> PROBLEM DETAILS
Type the records out again in full, exactly.

'''

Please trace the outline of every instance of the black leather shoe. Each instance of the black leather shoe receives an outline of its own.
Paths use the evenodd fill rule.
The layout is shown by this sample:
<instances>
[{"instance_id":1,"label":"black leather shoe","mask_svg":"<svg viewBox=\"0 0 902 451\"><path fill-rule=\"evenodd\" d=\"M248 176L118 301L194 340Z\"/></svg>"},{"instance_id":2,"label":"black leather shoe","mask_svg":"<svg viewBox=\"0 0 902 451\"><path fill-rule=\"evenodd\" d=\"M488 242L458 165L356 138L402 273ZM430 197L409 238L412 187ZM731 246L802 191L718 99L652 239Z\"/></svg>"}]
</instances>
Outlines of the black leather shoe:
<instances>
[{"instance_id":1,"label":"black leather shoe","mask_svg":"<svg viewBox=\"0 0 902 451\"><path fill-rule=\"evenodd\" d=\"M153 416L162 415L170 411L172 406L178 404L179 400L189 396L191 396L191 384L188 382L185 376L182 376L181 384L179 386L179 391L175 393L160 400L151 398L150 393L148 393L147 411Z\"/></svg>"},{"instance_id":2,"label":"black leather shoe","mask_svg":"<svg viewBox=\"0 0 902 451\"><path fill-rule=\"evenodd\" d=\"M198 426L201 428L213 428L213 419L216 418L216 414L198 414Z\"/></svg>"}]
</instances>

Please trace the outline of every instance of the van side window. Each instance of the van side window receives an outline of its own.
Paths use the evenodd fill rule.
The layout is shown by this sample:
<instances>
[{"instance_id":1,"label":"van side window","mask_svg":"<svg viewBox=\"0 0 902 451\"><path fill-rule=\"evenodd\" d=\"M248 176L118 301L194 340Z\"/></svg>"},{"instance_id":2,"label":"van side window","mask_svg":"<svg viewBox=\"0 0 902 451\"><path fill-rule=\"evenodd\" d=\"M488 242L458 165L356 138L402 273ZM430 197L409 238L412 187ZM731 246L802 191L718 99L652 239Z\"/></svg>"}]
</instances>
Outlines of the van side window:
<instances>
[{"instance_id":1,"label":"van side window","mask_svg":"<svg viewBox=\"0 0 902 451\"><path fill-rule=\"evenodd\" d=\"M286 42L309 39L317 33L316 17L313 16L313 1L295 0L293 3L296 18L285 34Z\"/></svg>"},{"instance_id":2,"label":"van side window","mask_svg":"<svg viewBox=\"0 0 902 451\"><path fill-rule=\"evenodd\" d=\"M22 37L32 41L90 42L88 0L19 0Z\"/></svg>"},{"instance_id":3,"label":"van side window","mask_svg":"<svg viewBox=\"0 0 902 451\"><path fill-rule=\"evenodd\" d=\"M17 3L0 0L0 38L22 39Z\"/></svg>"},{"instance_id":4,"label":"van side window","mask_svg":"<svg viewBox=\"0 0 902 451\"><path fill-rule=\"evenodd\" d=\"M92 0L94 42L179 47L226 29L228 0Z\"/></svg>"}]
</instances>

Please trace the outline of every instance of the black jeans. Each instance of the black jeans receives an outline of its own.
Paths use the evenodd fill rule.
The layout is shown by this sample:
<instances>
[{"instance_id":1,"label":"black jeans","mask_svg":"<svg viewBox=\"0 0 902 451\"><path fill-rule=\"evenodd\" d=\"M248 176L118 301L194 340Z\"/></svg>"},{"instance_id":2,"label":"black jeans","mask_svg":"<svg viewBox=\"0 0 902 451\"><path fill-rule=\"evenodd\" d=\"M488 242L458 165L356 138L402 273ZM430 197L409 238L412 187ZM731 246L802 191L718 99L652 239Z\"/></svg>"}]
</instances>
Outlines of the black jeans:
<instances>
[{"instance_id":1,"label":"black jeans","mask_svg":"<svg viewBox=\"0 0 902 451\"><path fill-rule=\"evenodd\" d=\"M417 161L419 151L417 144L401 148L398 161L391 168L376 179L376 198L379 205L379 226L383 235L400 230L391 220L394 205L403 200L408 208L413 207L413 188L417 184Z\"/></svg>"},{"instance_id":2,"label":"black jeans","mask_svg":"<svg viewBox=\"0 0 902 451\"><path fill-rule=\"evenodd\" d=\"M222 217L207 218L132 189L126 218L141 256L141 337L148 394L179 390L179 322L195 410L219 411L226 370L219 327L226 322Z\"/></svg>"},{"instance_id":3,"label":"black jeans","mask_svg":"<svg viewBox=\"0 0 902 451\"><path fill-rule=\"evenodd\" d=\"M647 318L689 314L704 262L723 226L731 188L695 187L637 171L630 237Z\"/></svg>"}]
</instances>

'''

> FULL RESPONSE
Please trace the outline of every instance of the black leather shoe. Each instance of the black leather shoe receives an outline of its own.
Paths use the evenodd fill rule.
The layout is shown by this sample:
<instances>
[{"instance_id":1,"label":"black leather shoe","mask_svg":"<svg viewBox=\"0 0 902 451\"><path fill-rule=\"evenodd\" d=\"M248 176L118 301L194 340Z\"/></svg>"},{"instance_id":2,"label":"black leather shoe","mask_svg":"<svg viewBox=\"0 0 902 451\"><path fill-rule=\"evenodd\" d=\"M488 242L458 165L356 138L402 273ZM430 197L409 238L412 187ZM731 246L802 191L718 99L652 239Z\"/></svg>"}]
</instances>
Outlines of the black leather shoe:
<instances>
[{"instance_id":1,"label":"black leather shoe","mask_svg":"<svg viewBox=\"0 0 902 451\"><path fill-rule=\"evenodd\" d=\"M153 416L162 415L170 411L172 406L178 404L179 400L189 396L191 396L191 384L188 382L185 376L182 376L181 384L179 386L179 391L175 393L160 400L151 398L150 393L148 393L147 411Z\"/></svg>"},{"instance_id":2,"label":"black leather shoe","mask_svg":"<svg viewBox=\"0 0 902 451\"><path fill-rule=\"evenodd\" d=\"M198 426L201 428L213 428L213 419L216 418L216 414L198 414Z\"/></svg>"}]
</instances>

Please trace the outline of every instance of the van side window. Each instance of the van side window receives an outline of its own.
Paths use the evenodd fill rule.
The layout is shown by this sample:
<instances>
[{"instance_id":1,"label":"van side window","mask_svg":"<svg viewBox=\"0 0 902 451\"><path fill-rule=\"evenodd\" d=\"M248 176L118 301L194 340Z\"/></svg>"},{"instance_id":2,"label":"van side window","mask_svg":"<svg viewBox=\"0 0 902 451\"><path fill-rule=\"evenodd\" d=\"M488 242L458 165L356 138L402 273ZM430 197L409 238L412 187ZM731 246L802 191L718 99L652 239Z\"/></svg>"}]
</instances>
Outlines of the van side window:
<instances>
[{"instance_id":1,"label":"van side window","mask_svg":"<svg viewBox=\"0 0 902 451\"><path fill-rule=\"evenodd\" d=\"M286 42L309 39L317 33L316 17L313 16L313 1L295 0L293 3L296 18L285 34Z\"/></svg>"},{"instance_id":2,"label":"van side window","mask_svg":"<svg viewBox=\"0 0 902 451\"><path fill-rule=\"evenodd\" d=\"M22 37L32 41L90 42L88 0L19 0Z\"/></svg>"},{"instance_id":3,"label":"van side window","mask_svg":"<svg viewBox=\"0 0 902 451\"><path fill-rule=\"evenodd\" d=\"M17 3L0 0L0 38L22 39Z\"/></svg>"},{"instance_id":4,"label":"van side window","mask_svg":"<svg viewBox=\"0 0 902 451\"><path fill-rule=\"evenodd\" d=\"M92 0L94 42L179 47L226 29L228 0Z\"/></svg>"}]
</instances>

Please trace the outline of every instance of the black jeans. Each instance of the black jeans receives an outline of its own.
Paths use the evenodd fill rule.
The layout is shown by this sample:
<instances>
[{"instance_id":1,"label":"black jeans","mask_svg":"<svg viewBox=\"0 0 902 451\"><path fill-rule=\"evenodd\" d=\"M248 176L118 301L194 340Z\"/></svg>"},{"instance_id":2,"label":"black jeans","mask_svg":"<svg viewBox=\"0 0 902 451\"><path fill-rule=\"evenodd\" d=\"M488 242L458 165L356 138L402 273ZM430 197L409 238L412 187ZM731 246L802 191L718 99L652 239Z\"/></svg>"}]
</instances>
Outlines of the black jeans:
<instances>
[{"instance_id":1,"label":"black jeans","mask_svg":"<svg viewBox=\"0 0 902 451\"><path fill-rule=\"evenodd\" d=\"M417 161L419 151L417 144L401 148L398 161L391 168L376 179L376 198L379 205L379 226L383 235L400 230L391 220L394 205L403 200L408 208L413 207L413 188L417 184Z\"/></svg>"},{"instance_id":2,"label":"black jeans","mask_svg":"<svg viewBox=\"0 0 902 451\"><path fill-rule=\"evenodd\" d=\"M222 217L207 218L132 189L126 218L141 256L141 337L148 394L179 390L179 322L195 410L219 411L226 370L219 327L226 322Z\"/></svg>"},{"instance_id":3,"label":"black jeans","mask_svg":"<svg viewBox=\"0 0 902 451\"><path fill-rule=\"evenodd\" d=\"M647 318L689 314L704 262L723 226L731 188L695 187L637 171L630 237Z\"/></svg>"}]
</instances>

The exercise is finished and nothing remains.